→ INPUT FOR THIS TASK
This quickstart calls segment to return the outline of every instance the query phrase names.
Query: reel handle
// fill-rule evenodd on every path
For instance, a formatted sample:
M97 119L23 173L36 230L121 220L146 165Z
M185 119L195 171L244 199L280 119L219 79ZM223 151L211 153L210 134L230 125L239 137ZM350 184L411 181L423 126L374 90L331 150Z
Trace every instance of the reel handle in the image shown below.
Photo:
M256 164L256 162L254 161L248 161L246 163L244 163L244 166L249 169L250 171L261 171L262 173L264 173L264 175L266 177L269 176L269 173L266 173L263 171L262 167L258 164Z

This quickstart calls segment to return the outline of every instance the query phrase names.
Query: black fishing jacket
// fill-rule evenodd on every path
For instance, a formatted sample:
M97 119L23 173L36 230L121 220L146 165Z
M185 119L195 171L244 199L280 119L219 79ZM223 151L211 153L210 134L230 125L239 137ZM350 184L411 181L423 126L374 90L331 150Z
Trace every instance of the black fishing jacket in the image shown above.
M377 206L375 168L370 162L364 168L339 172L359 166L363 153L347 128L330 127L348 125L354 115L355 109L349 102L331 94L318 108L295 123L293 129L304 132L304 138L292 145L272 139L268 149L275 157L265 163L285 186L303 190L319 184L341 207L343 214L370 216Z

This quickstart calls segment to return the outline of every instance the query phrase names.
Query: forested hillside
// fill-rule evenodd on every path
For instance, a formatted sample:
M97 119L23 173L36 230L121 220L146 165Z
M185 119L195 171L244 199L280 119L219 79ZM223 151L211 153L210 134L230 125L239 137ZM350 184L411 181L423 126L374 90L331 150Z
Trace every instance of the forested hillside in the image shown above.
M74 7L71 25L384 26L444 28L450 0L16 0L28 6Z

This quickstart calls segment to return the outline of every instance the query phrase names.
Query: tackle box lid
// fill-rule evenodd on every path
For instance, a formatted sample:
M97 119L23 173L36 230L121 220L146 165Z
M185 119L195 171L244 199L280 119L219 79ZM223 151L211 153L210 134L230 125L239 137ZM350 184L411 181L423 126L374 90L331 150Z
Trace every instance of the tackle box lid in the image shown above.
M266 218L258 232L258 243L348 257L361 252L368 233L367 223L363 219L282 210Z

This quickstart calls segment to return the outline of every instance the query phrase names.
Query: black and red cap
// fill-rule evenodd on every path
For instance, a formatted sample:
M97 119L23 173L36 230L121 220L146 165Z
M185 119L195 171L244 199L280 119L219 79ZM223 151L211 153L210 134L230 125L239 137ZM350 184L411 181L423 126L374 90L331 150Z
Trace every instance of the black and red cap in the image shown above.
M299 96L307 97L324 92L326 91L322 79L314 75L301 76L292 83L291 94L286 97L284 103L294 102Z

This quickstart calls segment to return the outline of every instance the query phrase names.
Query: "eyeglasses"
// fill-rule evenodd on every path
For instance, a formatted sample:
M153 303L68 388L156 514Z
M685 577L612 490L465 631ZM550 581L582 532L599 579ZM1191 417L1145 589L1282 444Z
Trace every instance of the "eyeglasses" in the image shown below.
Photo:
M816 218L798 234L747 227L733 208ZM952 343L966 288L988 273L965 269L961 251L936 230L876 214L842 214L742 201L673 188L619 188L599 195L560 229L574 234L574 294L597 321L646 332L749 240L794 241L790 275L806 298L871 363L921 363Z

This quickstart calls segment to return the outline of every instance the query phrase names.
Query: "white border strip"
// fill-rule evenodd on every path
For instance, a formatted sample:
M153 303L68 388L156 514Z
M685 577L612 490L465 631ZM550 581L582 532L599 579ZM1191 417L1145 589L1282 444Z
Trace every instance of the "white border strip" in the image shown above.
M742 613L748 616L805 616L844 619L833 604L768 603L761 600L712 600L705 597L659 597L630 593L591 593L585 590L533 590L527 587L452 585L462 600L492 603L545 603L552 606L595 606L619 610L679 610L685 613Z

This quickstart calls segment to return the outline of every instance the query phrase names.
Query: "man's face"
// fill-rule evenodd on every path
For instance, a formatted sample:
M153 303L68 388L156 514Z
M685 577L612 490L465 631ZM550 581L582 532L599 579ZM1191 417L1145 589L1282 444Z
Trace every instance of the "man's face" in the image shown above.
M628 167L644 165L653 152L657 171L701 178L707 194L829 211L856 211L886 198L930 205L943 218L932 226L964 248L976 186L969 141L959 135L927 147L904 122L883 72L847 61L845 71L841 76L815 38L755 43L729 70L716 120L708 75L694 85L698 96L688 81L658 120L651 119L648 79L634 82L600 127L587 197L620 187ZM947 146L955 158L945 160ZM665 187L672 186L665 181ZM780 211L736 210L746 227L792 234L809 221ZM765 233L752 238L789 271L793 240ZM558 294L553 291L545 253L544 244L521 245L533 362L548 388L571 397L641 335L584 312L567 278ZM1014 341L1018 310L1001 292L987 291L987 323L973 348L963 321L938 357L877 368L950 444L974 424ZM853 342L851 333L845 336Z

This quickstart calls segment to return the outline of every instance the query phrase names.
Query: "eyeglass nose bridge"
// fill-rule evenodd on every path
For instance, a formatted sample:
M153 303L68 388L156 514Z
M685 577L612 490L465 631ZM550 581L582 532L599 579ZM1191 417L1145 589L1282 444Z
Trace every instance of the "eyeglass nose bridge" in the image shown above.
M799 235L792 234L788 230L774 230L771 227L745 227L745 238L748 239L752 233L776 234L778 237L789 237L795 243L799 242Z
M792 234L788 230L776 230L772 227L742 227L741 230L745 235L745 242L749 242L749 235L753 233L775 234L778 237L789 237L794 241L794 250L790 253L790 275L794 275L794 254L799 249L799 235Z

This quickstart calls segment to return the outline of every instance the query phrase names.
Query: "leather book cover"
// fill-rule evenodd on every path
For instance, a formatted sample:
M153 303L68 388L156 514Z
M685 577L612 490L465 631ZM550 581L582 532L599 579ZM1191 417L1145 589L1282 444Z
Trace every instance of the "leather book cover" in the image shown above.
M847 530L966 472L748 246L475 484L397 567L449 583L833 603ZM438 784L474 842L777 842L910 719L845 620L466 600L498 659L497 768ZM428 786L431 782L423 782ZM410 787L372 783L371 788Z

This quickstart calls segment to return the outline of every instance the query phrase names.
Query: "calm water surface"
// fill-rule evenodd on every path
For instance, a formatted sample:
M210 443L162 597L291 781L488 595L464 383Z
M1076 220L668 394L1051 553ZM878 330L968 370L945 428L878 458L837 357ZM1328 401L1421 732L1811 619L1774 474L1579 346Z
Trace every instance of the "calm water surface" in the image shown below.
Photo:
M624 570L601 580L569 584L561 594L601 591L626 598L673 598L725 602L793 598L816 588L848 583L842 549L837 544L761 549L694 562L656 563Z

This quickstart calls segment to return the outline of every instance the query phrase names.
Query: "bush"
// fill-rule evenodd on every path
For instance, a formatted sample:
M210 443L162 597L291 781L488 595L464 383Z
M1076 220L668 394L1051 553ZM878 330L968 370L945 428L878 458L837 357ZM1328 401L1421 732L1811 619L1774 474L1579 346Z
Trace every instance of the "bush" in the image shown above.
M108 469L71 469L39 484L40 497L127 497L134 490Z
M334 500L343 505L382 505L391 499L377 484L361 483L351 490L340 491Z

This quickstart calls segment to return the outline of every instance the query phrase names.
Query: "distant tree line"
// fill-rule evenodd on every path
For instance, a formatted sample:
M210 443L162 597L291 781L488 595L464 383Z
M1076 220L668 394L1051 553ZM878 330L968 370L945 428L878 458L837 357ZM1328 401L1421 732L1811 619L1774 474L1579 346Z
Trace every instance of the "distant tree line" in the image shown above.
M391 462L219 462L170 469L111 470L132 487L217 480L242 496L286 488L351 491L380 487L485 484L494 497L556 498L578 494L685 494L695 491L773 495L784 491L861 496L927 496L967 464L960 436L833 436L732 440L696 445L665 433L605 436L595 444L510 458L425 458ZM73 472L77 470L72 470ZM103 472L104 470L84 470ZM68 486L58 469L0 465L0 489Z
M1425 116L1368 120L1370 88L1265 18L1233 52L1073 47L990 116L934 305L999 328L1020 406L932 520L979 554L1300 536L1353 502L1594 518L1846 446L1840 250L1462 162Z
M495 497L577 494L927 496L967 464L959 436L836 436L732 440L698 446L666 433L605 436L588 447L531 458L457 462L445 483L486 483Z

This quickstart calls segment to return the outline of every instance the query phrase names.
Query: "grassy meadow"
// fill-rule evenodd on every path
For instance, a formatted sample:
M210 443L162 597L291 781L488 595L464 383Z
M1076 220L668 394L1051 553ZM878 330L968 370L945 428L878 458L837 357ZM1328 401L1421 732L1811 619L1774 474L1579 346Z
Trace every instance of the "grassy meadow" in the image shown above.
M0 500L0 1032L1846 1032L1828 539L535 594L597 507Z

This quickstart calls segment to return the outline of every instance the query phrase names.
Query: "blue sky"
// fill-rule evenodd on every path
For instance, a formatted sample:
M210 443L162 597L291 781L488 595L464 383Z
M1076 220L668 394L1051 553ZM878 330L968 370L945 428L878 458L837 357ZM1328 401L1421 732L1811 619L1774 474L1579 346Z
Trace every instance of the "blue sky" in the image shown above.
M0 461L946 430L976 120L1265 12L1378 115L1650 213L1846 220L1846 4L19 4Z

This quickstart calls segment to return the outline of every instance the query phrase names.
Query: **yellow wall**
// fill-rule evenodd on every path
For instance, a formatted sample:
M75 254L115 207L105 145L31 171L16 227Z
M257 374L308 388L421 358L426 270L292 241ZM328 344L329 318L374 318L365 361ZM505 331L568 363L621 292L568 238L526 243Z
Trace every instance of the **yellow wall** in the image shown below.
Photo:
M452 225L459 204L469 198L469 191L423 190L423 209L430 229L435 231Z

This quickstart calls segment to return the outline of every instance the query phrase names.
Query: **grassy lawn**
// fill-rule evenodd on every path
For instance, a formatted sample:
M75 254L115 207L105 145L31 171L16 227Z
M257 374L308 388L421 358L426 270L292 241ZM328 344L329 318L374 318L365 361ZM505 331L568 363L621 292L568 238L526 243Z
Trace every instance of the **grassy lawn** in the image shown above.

→ PROBLEM TO SOLVE
Only lines with the string "handle" belong in the answer; copy each of them from the listing.

→ OUTPUT OF THE TASK
Query: reel handle
Trace every instance of the reel handle in the image shown below.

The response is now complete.